*Request*:
Rewrite the records below with every "athlete's" swapped for "jumper's", leaving everything else as is.

*Material for this exercise*:
# # #

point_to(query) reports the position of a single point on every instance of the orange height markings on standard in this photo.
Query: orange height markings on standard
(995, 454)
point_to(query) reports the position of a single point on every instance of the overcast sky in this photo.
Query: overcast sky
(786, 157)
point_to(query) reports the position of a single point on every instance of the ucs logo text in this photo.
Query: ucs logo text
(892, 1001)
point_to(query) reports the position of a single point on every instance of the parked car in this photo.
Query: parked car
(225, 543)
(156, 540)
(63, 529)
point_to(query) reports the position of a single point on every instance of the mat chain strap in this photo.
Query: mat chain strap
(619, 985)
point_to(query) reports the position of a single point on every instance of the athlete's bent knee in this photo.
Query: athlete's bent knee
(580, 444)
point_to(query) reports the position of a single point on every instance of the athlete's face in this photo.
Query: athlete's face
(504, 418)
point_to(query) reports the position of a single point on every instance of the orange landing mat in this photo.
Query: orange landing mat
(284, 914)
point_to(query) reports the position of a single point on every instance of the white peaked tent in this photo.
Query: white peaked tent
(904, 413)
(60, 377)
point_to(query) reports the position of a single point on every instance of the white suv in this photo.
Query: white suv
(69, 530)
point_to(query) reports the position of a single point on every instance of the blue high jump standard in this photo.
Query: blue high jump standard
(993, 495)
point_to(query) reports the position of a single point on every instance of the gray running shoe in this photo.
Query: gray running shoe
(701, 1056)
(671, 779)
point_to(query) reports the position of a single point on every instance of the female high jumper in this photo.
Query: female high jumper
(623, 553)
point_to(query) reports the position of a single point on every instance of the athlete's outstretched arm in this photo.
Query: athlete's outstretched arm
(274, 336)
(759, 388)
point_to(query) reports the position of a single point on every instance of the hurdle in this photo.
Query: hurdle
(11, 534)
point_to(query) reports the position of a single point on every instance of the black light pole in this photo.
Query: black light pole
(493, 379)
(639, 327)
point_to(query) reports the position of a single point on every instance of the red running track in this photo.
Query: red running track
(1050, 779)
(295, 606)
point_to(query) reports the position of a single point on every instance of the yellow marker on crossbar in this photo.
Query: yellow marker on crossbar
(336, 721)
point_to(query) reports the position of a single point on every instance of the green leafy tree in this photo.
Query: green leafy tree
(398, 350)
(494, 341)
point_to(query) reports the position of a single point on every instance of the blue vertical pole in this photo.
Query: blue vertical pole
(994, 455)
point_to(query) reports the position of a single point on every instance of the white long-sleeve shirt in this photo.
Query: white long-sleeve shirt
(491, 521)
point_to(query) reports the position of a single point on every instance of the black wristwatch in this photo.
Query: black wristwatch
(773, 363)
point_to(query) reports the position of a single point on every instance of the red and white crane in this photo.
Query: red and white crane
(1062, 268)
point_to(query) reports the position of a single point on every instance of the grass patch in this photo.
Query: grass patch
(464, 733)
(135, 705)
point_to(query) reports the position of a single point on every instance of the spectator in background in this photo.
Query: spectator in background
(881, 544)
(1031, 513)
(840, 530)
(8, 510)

# # #

*Right answer*:
point_to(query) reports the position of a single point on every instance of the orange height markings on standard in this photo.
Query: orange height markings on standard
(995, 454)
point_to(query) reports the position of a single point on every instance of the overcast sky in this photo.
Query: overcast sky
(786, 157)
point_to(query) reports the position of a single point on every instance of the ucs logo text in this photo.
Query: ucs logo text
(892, 1001)
point_to(query) reports the position of a single point on every instance of the parked car in this photo.
Query: parked car
(225, 543)
(156, 540)
(63, 529)
point_to(query) reports the position of a single point on every instance of the mat chain strap in this photo.
Query: mat chain strap
(619, 985)
point_to(query) reports the position of a single point on every instance of the jumper's bent knee in this photo.
Query: jumper's bent knee
(580, 444)
point_to(query) reports the position of a single point on every instance of the jumper's face in this photo.
Query: jumper's face
(504, 418)
point_to(query) reports the position of a single point on every instance of the orange landing mat in this photo.
Query: orange landing mat
(284, 914)
point_to(query) reports the position of a single point on every instance of the white peaked tent in this photo.
Query: white peaked tent
(904, 413)
(60, 377)
point_to(query) reports the position of a single point on every instance of the white suv in this photo.
Query: white suv
(69, 530)
point_to(query) reports the position of a single point on every instance of the blue high jump standard in this photo.
Query: blue high jump standard
(993, 495)
point_to(query) reports the position of a single point on every instance of the gray running shoe in this photo.
Query: gray running shoe
(701, 1056)
(671, 779)
point_to(query) reports the position of a single point on every instance of the female high jumper in this photo.
Query: female high jumper
(623, 553)
point_to(query) reports the position of a single point on every instance of the jumper's outstretched arm in this photo.
Query: jumper's outstretched arm
(274, 336)
(759, 388)
point_to(query) reports the position of a single point on every instance of the hurdle in this photo.
Query: hurdle
(11, 534)
point_to(query) reports the position of a single point on every instance of the black light pole in this photo.
Query: black light pole
(493, 379)
(639, 327)
point_to(query) reports the position of a single point on every instance of the red running track in this photo.
Query: red running track
(1050, 779)
(295, 606)
point_to(query) reports the position of a single point on every instance of the yellow marker on crossbar in this photo.
Query: yellow marker on crossbar
(336, 721)
point_to(query) reports the position of a single point on every instance of the green leafy tree in this photo.
Query: green leafy tree
(398, 350)
(494, 341)
point_to(query) reports the position of a single point on every instance of the blue vertical pole in this photo.
Query: blue vertical pole
(994, 455)
point_to(query) reports the position of a single point on every instance of the white long-sleeve shirt in this photo.
Query: white long-sleeve shirt
(491, 521)
point_to(query) reports the position of a single point on every instance of the black wristwatch in this photo.
Query: black wristwatch
(773, 363)
point_to(query) reports the position of a single point on every instance of the red and white crane in this photo.
Query: red and white crane
(1062, 268)
point_to(query) reports the position of a single point on every instance of the grass patch in this photo.
Query: grass patch
(464, 733)
(135, 705)
point_to(query) reports the position of a single point on every instance of the spectator in background in this photo.
Query: spectator in background
(881, 544)
(1031, 513)
(840, 530)
(8, 510)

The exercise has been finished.